[WHAT YOU ARE ASKED TO DO]
In the records below, locate the line containing "Give the outline of every instance of the <item>rocky", then extract it and all following lines exactly, ending with the last line.

[EXTRACTED MATERIAL]
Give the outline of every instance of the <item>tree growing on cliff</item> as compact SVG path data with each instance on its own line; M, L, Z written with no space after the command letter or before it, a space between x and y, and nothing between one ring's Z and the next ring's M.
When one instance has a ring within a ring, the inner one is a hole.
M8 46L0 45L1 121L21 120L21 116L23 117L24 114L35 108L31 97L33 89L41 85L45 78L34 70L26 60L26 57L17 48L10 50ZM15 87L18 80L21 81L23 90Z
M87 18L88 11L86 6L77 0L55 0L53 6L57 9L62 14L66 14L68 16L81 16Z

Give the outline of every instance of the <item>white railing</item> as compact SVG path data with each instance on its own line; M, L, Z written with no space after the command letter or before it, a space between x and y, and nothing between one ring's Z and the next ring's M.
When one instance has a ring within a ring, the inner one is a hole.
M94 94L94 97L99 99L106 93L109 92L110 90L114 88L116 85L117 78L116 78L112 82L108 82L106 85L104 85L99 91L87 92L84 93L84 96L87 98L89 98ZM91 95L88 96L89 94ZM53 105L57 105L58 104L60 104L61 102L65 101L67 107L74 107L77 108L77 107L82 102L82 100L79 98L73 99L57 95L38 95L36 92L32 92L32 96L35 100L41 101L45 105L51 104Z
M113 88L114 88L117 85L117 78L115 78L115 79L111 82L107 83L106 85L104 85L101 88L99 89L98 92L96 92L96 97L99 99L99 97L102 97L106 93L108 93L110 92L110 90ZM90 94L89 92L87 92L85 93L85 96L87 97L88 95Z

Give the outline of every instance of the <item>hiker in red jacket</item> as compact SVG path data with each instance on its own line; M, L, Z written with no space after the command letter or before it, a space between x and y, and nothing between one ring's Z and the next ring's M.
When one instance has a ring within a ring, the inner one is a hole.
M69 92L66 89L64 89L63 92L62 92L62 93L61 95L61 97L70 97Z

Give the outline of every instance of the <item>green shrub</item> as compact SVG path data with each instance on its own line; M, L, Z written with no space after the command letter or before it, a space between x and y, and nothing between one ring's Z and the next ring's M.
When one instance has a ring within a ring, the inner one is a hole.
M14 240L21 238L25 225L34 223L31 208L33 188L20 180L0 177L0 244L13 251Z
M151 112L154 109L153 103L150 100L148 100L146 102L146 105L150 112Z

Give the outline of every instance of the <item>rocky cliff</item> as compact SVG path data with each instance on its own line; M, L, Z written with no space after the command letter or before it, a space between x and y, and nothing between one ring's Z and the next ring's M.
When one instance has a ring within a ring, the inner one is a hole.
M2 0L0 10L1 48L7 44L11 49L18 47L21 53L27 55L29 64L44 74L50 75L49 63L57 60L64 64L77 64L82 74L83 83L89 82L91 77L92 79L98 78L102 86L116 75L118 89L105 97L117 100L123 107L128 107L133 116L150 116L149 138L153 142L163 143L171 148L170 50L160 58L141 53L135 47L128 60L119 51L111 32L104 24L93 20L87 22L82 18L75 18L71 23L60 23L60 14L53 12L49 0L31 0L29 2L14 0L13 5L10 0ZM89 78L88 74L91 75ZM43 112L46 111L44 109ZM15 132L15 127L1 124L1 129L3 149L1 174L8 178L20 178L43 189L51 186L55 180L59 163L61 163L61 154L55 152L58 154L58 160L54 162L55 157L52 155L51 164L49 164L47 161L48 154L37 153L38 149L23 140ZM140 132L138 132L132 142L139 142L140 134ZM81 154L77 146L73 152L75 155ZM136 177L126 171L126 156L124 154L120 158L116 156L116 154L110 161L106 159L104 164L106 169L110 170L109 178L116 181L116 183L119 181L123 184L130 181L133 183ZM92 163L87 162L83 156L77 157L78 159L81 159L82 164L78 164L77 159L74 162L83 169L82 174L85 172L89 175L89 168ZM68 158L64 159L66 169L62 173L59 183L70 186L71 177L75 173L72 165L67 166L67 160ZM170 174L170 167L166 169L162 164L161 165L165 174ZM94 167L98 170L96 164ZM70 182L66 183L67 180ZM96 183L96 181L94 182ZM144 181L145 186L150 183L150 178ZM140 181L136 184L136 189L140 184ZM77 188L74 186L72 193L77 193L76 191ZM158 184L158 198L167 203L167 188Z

[RESPONSE TO THIS EXERCISE]
Give the outline of every instance of the <item>rocky cliff</item> as compact SVG path data with each instance on its own line; M, L, Z written with no space after the command letter or before it, a space between x and y, and nothing between one ring's Z and the next ring's M.
When one instance has a ring within a ring, the inner one is a hole.
M2 0L0 10L1 48L7 44L11 49L18 47L21 53L27 55L29 64L44 74L50 75L49 63L57 60L64 64L77 64L82 74L83 83L89 82L91 77L92 79L98 78L102 86L116 75L118 89L105 97L117 100L123 107L128 107L133 116L150 116L149 138L153 142L163 143L171 148L170 50L160 58L141 53L135 47L128 60L119 51L111 32L104 24L93 20L87 22L82 18L75 18L71 23L60 23L60 14L53 12L49 0L31 0L29 2L14 0L13 5L10 0ZM89 78L88 74L91 75ZM43 112L46 111L44 109ZM15 132L15 127L1 124L1 129L3 149L1 174L8 178L20 178L43 189L51 186L55 180L59 163L61 163L61 154L55 152L58 154L58 160L54 162L55 157L52 155L51 164L49 164L47 161L48 154L37 153L38 149L23 140ZM140 132L138 132L132 142L139 142L140 134ZM81 154L77 146L73 152L75 155ZM136 177L126 171L126 156L124 154L120 158L116 156L116 154L110 161L106 159L104 164L106 169L110 170L109 178L116 181L116 183L119 181L123 184L130 181L133 183ZM92 163L87 162L83 156L77 157L78 159L81 159L82 164L78 164L77 159L74 162L83 169L82 174L85 172L89 175L89 168ZM68 158L64 159L66 169L62 173L59 183L70 186L71 177L75 173L72 165L67 166L67 160ZM170 174L170 167L166 169L162 164L161 165L165 174ZM94 167L98 170L96 164ZM70 182L66 183L67 180ZM96 183L96 181L94 182ZM144 181L145 186L150 183L150 178ZM140 181L136 184L136 189L140 184ZM77 188L74 186L72 193L77 193L76 191ZM158 184L158 198L167 203L167 188Z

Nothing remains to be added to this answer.